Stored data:
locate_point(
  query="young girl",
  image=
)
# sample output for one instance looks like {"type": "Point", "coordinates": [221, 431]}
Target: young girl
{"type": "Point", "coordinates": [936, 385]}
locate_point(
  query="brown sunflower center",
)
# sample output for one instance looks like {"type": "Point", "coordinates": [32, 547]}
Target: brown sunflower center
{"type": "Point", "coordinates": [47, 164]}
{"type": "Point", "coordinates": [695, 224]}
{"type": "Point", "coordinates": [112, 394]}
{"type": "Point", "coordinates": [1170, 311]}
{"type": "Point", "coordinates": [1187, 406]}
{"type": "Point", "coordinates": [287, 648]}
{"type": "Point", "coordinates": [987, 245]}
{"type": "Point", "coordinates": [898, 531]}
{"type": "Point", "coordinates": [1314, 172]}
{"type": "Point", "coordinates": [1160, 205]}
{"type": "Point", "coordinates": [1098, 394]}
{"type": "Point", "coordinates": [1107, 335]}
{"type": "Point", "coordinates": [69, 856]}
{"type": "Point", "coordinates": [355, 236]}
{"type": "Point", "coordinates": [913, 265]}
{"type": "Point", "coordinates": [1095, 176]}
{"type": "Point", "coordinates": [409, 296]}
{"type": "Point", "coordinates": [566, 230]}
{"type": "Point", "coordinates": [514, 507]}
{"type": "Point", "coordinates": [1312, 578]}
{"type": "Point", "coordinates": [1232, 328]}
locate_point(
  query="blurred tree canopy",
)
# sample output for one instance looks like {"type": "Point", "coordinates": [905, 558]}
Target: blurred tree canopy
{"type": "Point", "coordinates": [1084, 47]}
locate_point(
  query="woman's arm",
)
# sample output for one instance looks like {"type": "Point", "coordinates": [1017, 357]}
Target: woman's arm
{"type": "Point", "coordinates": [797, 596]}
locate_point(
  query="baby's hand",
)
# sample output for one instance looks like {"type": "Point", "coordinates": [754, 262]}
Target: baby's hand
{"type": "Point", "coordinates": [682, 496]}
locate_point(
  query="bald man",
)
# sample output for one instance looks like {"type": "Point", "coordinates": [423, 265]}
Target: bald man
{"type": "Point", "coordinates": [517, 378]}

# What you are asked to do
Using the entries above, state the number of lines that include "query". Add nothing else.

# Task response
6